- Action item
Starting at the line below holding "positive clicks: (204, 289)" and stopping at the line holding "positive clicks: (193, 265)", print every line exactly, both ends included, and leave the rest out.

- Data excerpts
= = = = = = =
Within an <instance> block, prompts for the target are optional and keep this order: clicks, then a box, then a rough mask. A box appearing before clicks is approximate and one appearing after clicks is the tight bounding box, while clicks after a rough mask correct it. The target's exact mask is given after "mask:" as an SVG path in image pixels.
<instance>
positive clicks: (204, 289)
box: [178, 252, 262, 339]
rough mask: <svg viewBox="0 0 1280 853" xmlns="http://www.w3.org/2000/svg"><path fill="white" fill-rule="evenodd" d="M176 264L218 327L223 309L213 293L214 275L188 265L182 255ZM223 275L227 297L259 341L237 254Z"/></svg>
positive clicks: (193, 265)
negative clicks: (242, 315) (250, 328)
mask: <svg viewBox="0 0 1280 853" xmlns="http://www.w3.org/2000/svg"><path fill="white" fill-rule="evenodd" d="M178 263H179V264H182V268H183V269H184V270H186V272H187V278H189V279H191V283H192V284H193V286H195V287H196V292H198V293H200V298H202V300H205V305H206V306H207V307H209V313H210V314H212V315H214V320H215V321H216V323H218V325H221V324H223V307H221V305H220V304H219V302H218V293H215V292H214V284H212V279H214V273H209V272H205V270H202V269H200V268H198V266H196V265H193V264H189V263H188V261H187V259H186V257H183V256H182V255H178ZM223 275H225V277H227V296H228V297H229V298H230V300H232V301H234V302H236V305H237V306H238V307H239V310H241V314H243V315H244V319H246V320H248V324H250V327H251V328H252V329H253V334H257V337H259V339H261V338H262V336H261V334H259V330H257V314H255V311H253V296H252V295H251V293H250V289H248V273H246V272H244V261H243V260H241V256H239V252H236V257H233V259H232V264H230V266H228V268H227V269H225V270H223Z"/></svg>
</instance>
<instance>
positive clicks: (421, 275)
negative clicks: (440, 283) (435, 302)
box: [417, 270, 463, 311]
= = = = = = =
- Result
positive clicks: (204, 289)
box: [178, 252, 262, 339]
rough mask: <svg viewBox="0 0 1280 853" xmlns="http://www.w3.org/2000/svg"><path fill="white" fill-rule="evenodd" d="M176 264L218 327L223 309L213 293L214 275L188 265L182 255ZM223 275L227 297L259 341L237 254Z"/></svg>
positive clicks: (193, 265)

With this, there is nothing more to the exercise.